• What the task requires:
Extract exactly and only the lines of the data below, starting at the line with "Target: pink logo on bus" and stopping after the final line.
+ + + +
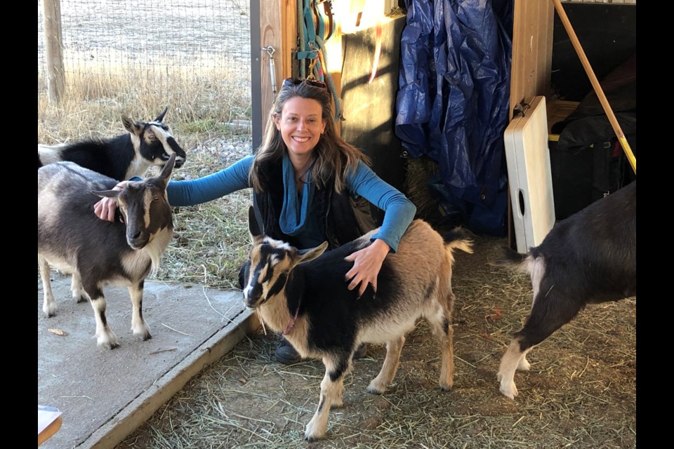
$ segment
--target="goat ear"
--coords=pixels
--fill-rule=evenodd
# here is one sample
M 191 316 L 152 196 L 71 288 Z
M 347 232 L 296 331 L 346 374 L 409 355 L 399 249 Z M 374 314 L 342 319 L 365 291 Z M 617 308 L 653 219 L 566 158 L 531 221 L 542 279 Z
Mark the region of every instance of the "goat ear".
M 298 255 L 299 255 L 297 259 L 298 264 L 313 260 L 318 256 L 323 254 L 325 252 L 325 250 L 327 248 L 328 242 L 324 241 L 316 248 L 312 248 L 310 250 L 302 250 L 302 251 L 298 253 Z
M 166 107 L 164 109 L 164 112 L 162 112 L 162 113 L 160 114 L 159 115 L 157 116 L 157 119 L 154 119 L 154 121 L 158 121 L 158 122 L 159 122 L 159 123 L 161 123 L 161 121 L 164 120 L 164 116 L 166 115 L 166 111 L 168 111 L 168 107 L 166 106 Z
M 131 120 L 130 117 L 125 115 L 121 116 L 121 123 L 127 131 L 131 134 L 138 135 L 140 133 L 140 128 L 136 124 L 136 122 Z
M 92 190 L 91 193 L 93 193 L 96 196 L 100 196 L 101 198 L 105 196 L 106 198 L 112 198 L 113 199 L 116 199 L 117 196 L 119 196 L 120 192 L 121 191 L 121 190 Z

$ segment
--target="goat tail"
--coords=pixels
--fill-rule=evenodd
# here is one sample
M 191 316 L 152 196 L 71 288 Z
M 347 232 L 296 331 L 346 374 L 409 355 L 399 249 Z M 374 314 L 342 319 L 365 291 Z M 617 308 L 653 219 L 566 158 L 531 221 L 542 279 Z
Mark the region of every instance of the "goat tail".
M 469 254 L 473 254 L 473 240 L 468 236 L 465 229 L 462 227 L 455 227 L 442 234 L 442 240 L 445 246 L 451 250 L 461 250 Z
M 494 265 L 505 267 L 514 271 L 529 271 L 529 262 L 531 257 L 529 254 L 520 254 L 509 246 L 504 246 L 501 249 L 501 257 L 492 262 Z

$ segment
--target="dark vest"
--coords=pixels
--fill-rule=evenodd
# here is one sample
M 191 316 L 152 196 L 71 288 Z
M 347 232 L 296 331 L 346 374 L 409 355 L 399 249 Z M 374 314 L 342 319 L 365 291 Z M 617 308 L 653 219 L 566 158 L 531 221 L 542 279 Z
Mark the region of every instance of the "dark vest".
M 266 162 L 258 174 L 263 193 L 253 192 L 253 206 L 260 229 L 265 235 L 298 247 L 296 239 L 284 234 L 279 224 L 284 195 L 281 161 Z M 334 178 L 329 180 L 326 185 L 334 185 Z M 346 190 L 338 194 L 329 187 L 316 188 L 310 207 L 322 217 L 321 232 L 329 249 L 357 239 L 376 227 L 369 202 L 362 197 L 352 198 Z

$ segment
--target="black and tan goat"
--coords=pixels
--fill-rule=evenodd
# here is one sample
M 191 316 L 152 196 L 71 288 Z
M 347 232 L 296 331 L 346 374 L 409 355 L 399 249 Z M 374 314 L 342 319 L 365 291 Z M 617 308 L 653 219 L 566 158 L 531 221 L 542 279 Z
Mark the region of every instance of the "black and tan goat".
M 118 181 L 143 176 L 150 167 L 164 166 L 176 154 L 176 168 L 187 155 L 163 123 L 168 108 L 152 121 L 134 121 L 127 116 L 121 123 L 128 133 L 108 139 L 88 139 L 58 145 L 37 145 L 37 168 L 70 161 Z
M 515 370 L 530 368 L 531 348 L 586 304 L 637 294 L 637 182 L 558 222 L 527 254 L 506 250 L 506 256 L 498 262 L 528 272 L 534 288 L 531 314 L 497 375 L 499 390 L 513 399 Z
M 133 304 L 131 330 L 152 338 L 143 317 L 145 278 L 156 272 L 173 234 L 173 217 L 166 185 L 176 155 L 171 154 L 157 177 L 117 183 L 72 162 L 50 163 L 37 170 L 37 260 L 44 300 L 42 311 L 56 314 L 50 282 L 51 269 L 72 274 L 71 290 L 78 302 L 87 297 L 93 308 L 99 346 L 119 346 L 105 317 L 103 286 L 127 286 Z M 115 199 L 120 214 L 114 222 L 99 219 L 93 205 Z
M 369 245 L 377 229 L 333 250 L 325 250 L 325 242 L 300 251 L 260 235 L 252 210 L 249 220 L 253 246 L 244 270 L 246 305 L 272 330 L 282 331 L 302 356 L 322 358 L 325 365 L 318 408 L 307 424 L 305 440 L 323 436 L 330 408 L 342 404 L 344 377 L 360 344 L 386 344 L 381 370 L 367 387 L 381 394 L 395 375 L 405 335 L 421 317 L 440 344 L 440 388 L 452 387 L 453 250 L 472 253 L 468 240 L 451 233 L 445 243 L 428 223 L 414 220 L 398 250 L 384 260 L 376 293 L 369 287 L 358 298 L 357 289 L 349 290 L 345 281 L 353 264 L 345 257 Z

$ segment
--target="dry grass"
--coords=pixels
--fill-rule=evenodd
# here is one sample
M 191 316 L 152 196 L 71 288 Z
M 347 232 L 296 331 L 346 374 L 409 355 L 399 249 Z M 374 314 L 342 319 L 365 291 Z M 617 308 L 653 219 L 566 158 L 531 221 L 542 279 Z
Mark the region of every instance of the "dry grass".
M 236 159 L 225 158 L 225 142 L 250 148 L 250 129 L 230 124 L 250 115 L 250 101 L 246 100 L 250 98 L 249 91 L 232 88 L 241 85 L 237 74 L 178 69 L 168 83 L 161 73 L 147 77 L 141 76 L 147 74 L 133 72 L 133 65 L 128 67 L 124 76 L 111 74 L 105 78 L 95 72 L 71 76 L 58 105 L 50 105 L 46 95 L 39 93 L 38 142 L 123 134 L 126 131 L 122 114 L 151 120 L 168 105 L 164 121 L 187 154 L 187 163 L 173 171 L 173 179 L 204 176 L 234 162 Z M 206 85 L 207 79 L 222 82 Z M 194 106 L 197 105 L 200 106 Z M 206 204 L 176 208 L 173 243 L 165 253 L 157 277 L 152 279 L 236 288 L 239 267 L 248 251 L 250 201 L 250 191 L 246 190 Z

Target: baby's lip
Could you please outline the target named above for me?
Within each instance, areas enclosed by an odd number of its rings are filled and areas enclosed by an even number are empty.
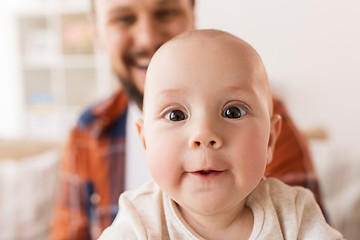
[[[209,176],[218,175],[222,172],[224,172],[224,170],[204,169],[204,170],[191,171],[190,173],[195,176],[209,177]]]

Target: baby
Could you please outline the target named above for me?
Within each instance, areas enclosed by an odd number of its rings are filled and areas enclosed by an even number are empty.
[[[100,239],[342,239],[312,193],[265,179],[281,131],[257,52],[218,30],[164,44],[137,122],[154,181]]]

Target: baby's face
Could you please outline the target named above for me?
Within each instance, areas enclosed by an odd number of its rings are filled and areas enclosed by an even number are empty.
[[[189,211],[242,204],[271,155],[266,74],[255,52],[238,45],[201,35],[177,40],[148,70],[146,161],[158,185]]]

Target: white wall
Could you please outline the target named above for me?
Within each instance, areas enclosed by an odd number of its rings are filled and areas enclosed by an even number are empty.
[[[198,0],[198,28],[229,31],[263,58],[273,90],[303,128],[336,145],[360,138],[360,1]]]
[[[10,8],[19,2],[23,1],[14,1]],[[323,126],[335,144],[356,148],[359,9],[357,0],[197,0],[197,23],[199,28],[238,35],[259,51],[274,92],[301,128]],[[8,12],[0,17],[1,31],[6,32],[0,38],[0,136],[16,135],[21,132],[22,108],[13,66],[16,32]]]

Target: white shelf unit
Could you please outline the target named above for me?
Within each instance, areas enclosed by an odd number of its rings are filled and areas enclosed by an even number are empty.
[[[103,79],[110,68],[94,47],[90,1],[80,2],[38,0],[17,13],[26,137],[63,140],[79,113],[110,92],[111,81]]]

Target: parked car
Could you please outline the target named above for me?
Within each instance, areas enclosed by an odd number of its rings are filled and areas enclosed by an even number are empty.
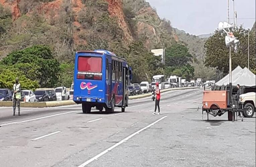
[[[12,91],[12,100],[13,100],[13,91]],[[26,98],[25,94],[22,91],[20,91],[20,102],[26,102]]]
[[[141,89],[142,92],[144,93],[148,92],[150,91],[149,89],[149,84],[148,82],[141,82],[140,86],[141,87]]]
[[[65,100],[68,100],[69,99],[70,95],[69,92],[67,90],[67,88],[66,87],[64,87],[64,94],[65,94]],[[57,100],[62,100],[61,94],[62,92],[62,87],[58,87],[55,88],[54,91],[56,93],[56,95],[57,97]]]
[[[74,95],[74,82],[72,82],[71,86],[70,87],[70,90],[69,90],[69,95],[70,96],[70,99],[73,99],[73,95]]]
[[[57,97],[55,92],[53,90],[47,90],[46,91],[49,95],[49,101],[56,101]]]
[[[135,91],[136,91],[136,93],[140,95],[142,93],[142,91],[141,90],[141,87],[139,84],[137,85],[135,85],[134,84],[133,84],[135,88]]]
[[[239,103],[243,108],[247,108],[244,115],[246,117],[252,117],[256,112],[256,93],[249,92],[242,94],[239,96]]]
[[[12,95],[9,89],[0,89],[0,101],[11,101]]]
[[[129,95],[136,95],[136,90],[134,85],[128,86]]]
[[[49,95],[46,91],[36,91],[34,92],[36,102],[47,102],[49,101]]]
[[[164,87],[165,89],[171,88],[171,83],[169,82],[164,82]]]
[[[29,90],[24,90],[22,92],[25,94],[26,101],[28,102],[35,102],[35,95],[32,91]]]

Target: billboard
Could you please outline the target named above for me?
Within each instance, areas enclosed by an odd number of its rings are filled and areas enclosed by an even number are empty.
[[[164,49],[151,49],[151,52],[156,56],[161,56],[162,58],[162,63],[164,64]]]

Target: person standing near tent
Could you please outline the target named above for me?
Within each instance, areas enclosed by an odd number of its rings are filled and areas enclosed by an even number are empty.
[[[240,85],[237,84],[237,95],[236,96],[236,100],[237,102],[237,106],[238,106],[238,103],[239,101],[239,96],[241,95],[242,93],[242,90],[240,88]],[[240,113],[240,112],[238,112],[238,117],[241,117],[241,115]]]
[[[13,116],[15,116],[15,110],[16,109],[16,103],[18,107],[18,114],[20,115],[20,107],[21,98],[20,91],[21,90],[21,87],[20,84],[19,83],[19,78],[16,77],[15,79],[15,84],[13,85],[13,95],[12,97],[13,98]]]

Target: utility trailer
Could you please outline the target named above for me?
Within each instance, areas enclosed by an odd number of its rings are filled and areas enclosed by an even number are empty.
[[[203,112],[207,113],[207,120],[209,114],[215,117],[220,117],[228,112],[229,121],[237,121],[237,112],[244,112],[245,108],[239,109],[235,105],[230,105],[229,92],[227,91],[204,91],[203,94],[203,106],[202,107],[202,119],[203,120]],[[242,114],[243,117],[243,114]],[[243,121],[243,117],[242,121]]]

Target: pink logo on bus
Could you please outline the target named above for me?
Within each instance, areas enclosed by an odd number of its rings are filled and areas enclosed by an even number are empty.
[[[86,84],[84,82],[82,82],[81,83],[81,85],[80,85],[80,88],[83,90],[87,89],[88,90],[90,90],[94,89],[98,86],[97,85],[92,85],[92,84],[91,82],[88,82]]]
+ + + +
• Output for this task:
Target: pink logo on bus
Could you please outline the target named above for me?
Within each instance, areas enclosed by an odd number of its rings are filled and areas enclosed by an even number are empty.
[[[86,84],[84,82],[82,82],[81,83],[81,85],[80,85],[80,88],[83,90],[87,89],[88,90],[90,90],[94,89],[98,86],[97,85],[92,85],[92,84],[91,82],[88,82]]]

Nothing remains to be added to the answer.